## TASK
Leave the pictures out and print every record below exactly as it stands.

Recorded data

------------

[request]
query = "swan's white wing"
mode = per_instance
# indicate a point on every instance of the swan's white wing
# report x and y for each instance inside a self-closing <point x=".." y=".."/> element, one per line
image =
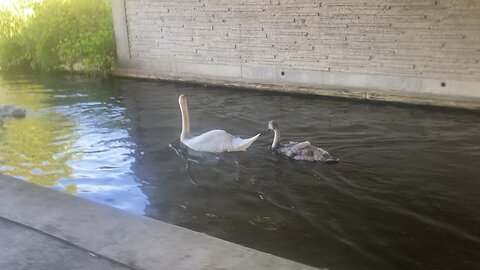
<point x="219" y="141"/>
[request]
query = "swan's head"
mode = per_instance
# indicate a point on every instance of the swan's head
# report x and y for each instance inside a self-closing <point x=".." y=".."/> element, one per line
<point x="272" y="125"/>
<point x="182" y="100"/>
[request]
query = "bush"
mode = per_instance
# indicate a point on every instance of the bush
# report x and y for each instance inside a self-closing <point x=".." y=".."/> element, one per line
<point x="57" y="34"/>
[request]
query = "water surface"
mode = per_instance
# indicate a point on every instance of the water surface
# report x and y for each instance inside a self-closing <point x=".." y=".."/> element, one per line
<point x="406" y="194"/>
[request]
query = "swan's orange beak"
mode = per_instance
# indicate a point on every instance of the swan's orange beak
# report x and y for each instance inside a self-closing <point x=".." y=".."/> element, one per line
<point x="182" y="99"/>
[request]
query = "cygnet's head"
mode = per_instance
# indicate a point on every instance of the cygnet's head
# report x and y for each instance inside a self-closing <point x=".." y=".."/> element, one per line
<point x="272" y="125"/>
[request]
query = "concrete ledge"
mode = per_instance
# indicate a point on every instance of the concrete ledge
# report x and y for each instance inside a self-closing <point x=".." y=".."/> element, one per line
<point x="429" y="99"/>
<point x="135" y="241"/>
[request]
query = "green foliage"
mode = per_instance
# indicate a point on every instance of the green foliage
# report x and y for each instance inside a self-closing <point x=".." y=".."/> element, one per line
<point x="59" y="34"/>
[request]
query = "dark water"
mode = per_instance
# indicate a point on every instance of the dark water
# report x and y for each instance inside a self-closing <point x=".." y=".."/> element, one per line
<point x="406" y="194"/>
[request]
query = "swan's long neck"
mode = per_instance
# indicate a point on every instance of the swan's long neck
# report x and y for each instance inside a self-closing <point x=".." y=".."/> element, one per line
<point x="276" y="138"/>
<point x="185" y="121"/>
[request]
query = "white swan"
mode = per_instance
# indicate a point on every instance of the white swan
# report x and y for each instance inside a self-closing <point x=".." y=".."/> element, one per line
<point x="213" y="141"/>
<point x="298" y="150"/>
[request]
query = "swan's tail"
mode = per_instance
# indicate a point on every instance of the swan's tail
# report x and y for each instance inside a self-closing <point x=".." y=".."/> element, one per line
<point x="242" y="144"/>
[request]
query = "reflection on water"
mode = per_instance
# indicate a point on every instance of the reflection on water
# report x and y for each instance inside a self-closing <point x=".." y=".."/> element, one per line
<point x="73" y="139"/>
<point x="404" y="196"/>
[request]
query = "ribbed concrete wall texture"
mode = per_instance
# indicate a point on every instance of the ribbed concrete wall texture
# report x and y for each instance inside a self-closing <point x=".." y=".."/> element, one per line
<point x="420" y="46"/>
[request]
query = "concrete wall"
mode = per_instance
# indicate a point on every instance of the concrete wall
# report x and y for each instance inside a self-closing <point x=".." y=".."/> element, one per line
<point x="401" y="46"/>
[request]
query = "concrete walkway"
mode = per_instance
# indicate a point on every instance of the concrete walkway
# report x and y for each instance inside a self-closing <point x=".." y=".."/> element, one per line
<point x="46" y="229"/>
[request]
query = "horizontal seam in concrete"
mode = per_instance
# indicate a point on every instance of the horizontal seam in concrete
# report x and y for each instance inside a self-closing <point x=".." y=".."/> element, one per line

------------

## WRITTEN RESPONSE
[request]
query = "swan's white wing"
mode = per_instance
# indicate a point on every instance of the swan's white wing
# report x and y for each instance inside a self-closing <point x=".." y=".."/> element, one per line
image =
<point x="219" y="141"/>
[request]
query = "swan's head"
mode = per_instance
# indicate a point on every instance of the swan's head
# report x and y for each instance inside a self-closing <point x=".." y=".."/> element, one per line
<point x="272" y="125"/>
<point x="182" y="100"/>
[request]
query = "bush"
mode = per_instance
# indicate a point on every instance of the bush
# report x and y for each instance inside a self-closing <point x=".." y=".."/> element, one per line
<point x="57" y="34"/>
[request]
query = "water surface"
mode = per_instance
# indicate a point on every instance of the water surface
# report x and y for each instance inside a self-closing <point x=".." y=".."/> element, one per line
<point x="406" y="194"/>
[request]
query = "swan's orange beak"
mode = per_instance
# indicate a point on every instance of the swan's orange beak
# report x and y for each instance inside a self-closing <point x=".." y=".."/> element, one per line
<point x="182" y="99"/>
[request]
query = "cygnet's head"
mode = per_instance
# indicate a point on every instance of the cygnet's head
# report x and y for each instance inside a self-closing <point x=".." y=".."/> element, one per line
<point x="272" y="125"/>
[request]
query = "concrete ledge"
mode = per_instance
# indicate a point on every instance of the concrete ledge
# report x and y for each instance inside a self-closing <point x=".." y=".."/> element, one per line
<point x="429" y="99"/>
<point x="135" y="241"/>
[request]
query = "green foliage"
mode = per_instance
# indicate a point on every instance of the green foliage
# report x and y for each instance inside a self-closing <point x=".." y=".."/> element, one per line
<point x="59" y="34"/>
[request]
query = "dark water"
mode = per_instance
# indicate a point on every instance of the dark water
# report x and y for each instance inside a self-closing <point x=".." y=".."/> element, one per line
<point x="406" y="194"/>
[request]
query = "swan's long neck"
mode = per_instance
# indicate a point on every instance of the swan's long neck
# report x and y for each instance inside a self-closing <point x=".." y=".."/> element, one per line
<point x="276" y="138"/>
<point x="185" y="121"/>
[request]
query = "white swan"
mode = per_instance
# indicate a point on every instance of the white swan
# report x and y for each instance inside a self-closing <point x=".." y=".."/> element, one per line
<point x="213" y="141"/>
<point x="298" y="150"/>
[request]
query = "swan's tail"
mode = per_instance
# indicate a point on every instance of the swan's tail
# report x and y for each instance inside a self-closing <point x=".." y=".."/> element, one per line
<point x="242" y="144"/>
[request]
query = "reflection on water"
mode = per_instance
# indicate a point on every instance of the reflection on water
# report x and y for each instance inside a self-closing <point x=".." y=".."/> element, one per line
<point x="73" y="139"/>
<point x="404" y="196"/>
[request]
query = "ribbed concrete wall texture"
mode = per_instance
# indicate a point on every instance of the ribbed concrete wall texture
# report x and y for each instance inside a self-closing <point x=".." y=".."/> element, one per line
<point x="420" y="46"/>
[request]
query = "concrete wall"
mode = per_instance
# indicate a point on every instance of the concrete wall
# report x and y for each instance inside a self-closing <point x=".." y=".."/> element, one per line
<point x="401" y="46"/>
[request]
query = "concrete walkway"
mode = per_instance
# indicate a point on every instance of the concrete walkway
# report x and y for each instance inside a self-closing <point x=".." y=".."/> element, one per line
<point x="46" y="229"/>
[request]
query = "horizontal seam in concrete"
mode = per_instance
# indicate a point on every instance of the horizontal seam in concrete
# report x and y for each instance inside a self-closing <point x=".." y=".."/> element, one per line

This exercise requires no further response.